- Activity
Reproduce verbatim only the lines from the one containing "Each instance of the white flower" through the last line below, both included.

#### Information shown ####

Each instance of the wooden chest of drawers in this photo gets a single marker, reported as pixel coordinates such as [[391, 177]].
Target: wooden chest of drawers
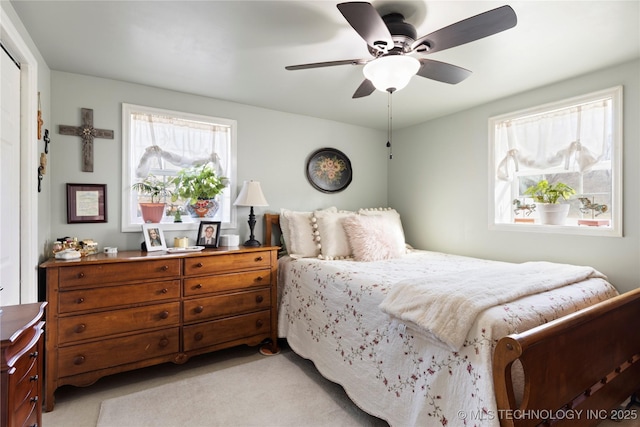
[[110, 314], [22, 349]]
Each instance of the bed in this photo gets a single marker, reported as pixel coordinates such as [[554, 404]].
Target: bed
[[332, 311]]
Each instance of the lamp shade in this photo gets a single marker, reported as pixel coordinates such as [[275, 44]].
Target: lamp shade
[[251, 195], [391, 72]]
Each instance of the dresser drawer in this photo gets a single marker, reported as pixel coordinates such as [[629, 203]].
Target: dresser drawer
[[226, 263], [223, 330], [113, 296], [105, 323], [226, 282], [108, 353], [225, 305], [93, 274]]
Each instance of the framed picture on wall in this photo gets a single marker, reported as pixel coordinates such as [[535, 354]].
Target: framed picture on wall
[[209, 234], [154, 237], [86, 203]]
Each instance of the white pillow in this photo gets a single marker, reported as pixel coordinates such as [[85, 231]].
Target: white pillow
[[298, 233], [394, 218], [373, 237], [331, 236]]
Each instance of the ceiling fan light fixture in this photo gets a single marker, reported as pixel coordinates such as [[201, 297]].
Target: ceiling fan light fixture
[[392, 72]]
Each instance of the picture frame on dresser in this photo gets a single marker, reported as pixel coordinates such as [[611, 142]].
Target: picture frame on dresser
[[154, 237], [209, 234]]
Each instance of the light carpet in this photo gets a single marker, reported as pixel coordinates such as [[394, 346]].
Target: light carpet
[[280, 390]]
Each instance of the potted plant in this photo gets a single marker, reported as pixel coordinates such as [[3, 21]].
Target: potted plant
[[199, 186], [155, 189], [549, 197]]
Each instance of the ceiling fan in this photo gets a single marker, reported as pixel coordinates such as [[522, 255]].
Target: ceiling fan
[[392, 42]]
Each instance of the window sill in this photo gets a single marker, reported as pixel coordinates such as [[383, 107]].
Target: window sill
[[578, 230]]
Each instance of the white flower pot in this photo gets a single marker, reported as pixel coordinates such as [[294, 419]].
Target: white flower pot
[[553, 213]]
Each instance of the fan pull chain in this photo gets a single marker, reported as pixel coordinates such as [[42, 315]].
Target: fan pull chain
[[389, 125]]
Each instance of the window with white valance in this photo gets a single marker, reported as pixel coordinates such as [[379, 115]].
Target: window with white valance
[[576, 141], [162, 142]]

####

- Response below
Each instance of the white flower pot in this photo gets a single marker, reported as pixel coordinates such as [[294, 419]].
Target: white flower pot
[[553, 213]]
Each instance of the fan pull chain in this photo gets a single marker, reported as pixel coordinates such as [[42, 315]].
Target: fan pull chain
[[389, 125]]
Each instance of the window with white valance in this photo gets a single marker, reported as pixel coordinates such as [[379, 115]].
Target: window with white valance
[[576, 141], [162, 142]]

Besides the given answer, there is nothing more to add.